## Passage shown
The Problem: MCP (Model Context Protocol) is great for giving LLMs access to external tools. But if you connect multiple servers (GitHub, Linear, Postgres, Slack), you end up with 40-50k tokens of tool definitions injected into every request – before the agent even does anything.
On a 200k context model, that's 25% gone. On smaller models, it's worse. And most runs only use 1-2 tools.
The Solution: MCPlexor sits between your agent and your MCP servers. Instead of loading all tool definitions upfront:
Agent asks for a capability ("create an issue") MCPlexor routes to the right server using semantic matching Only relevant tools get exposed Result: ~500 tokens overhead instead of ~20k.
Technical Details: - Written in Go, single binary, no runtime deps - Supports both stdio and HTTP transports - Stores credentials in OS keychain (macOS Keychain, Windows Credential Manager, Linux keyring via zalando/go-keyring) - Works with Claude Desktop, Cursor, Augment Code, or any MCP-compatible client
The routing logic can run entirely locally using Ollama. No API calls, no cost, works offline.

## Work required
Write out the whole MCPlexor description above, word for word.

Records from a collection:
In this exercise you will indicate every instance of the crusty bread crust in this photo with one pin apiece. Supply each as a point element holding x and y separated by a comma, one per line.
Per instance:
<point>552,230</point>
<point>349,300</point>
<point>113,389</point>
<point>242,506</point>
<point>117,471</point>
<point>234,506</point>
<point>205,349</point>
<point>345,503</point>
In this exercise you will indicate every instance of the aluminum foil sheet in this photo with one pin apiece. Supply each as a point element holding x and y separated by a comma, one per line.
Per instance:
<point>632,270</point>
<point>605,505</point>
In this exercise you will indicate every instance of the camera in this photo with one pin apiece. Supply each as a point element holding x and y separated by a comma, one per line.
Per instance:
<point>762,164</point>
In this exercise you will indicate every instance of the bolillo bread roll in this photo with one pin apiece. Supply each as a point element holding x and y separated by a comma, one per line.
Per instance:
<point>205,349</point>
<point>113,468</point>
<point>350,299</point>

## Completed exercise
The Problem: MCP (Model Context Protocol) is great for giving LLMs access to external tools. But if you connect multiple servers (GitHub, Linear, Postgres, Slack), you end up with 40-50k tokens of tool definitions injected into every request – before the agent even does anything.
On a 200k context model, that's 25% gone. On smaller models, it's worse. And most runs only use 1-2 tools.
The Solution: MCPlexor sits between your agent and your MCP servers. Instead of loading all tool definitions upfront:
Agent asks for a capability ("create an issue") MCPlexor routes to the right server using semantic matching Only relevant tools get exposed Result: ~500 tokens overhead instead of ~20k.
Technical Details: - Written in Go, single binary, no runtime deps - Supports both stdio and HTTP transports - Stores credentials in OS keychain (macOS Keychain, Windows Credential Manager, Linux keyring via zalando/go-keyring) - Works with Claude Desktop, Cursor, Augment Code, or any MCP-compatible client
The routing logic can run entirely locally using Ollama. No API calls, no cost, works offline.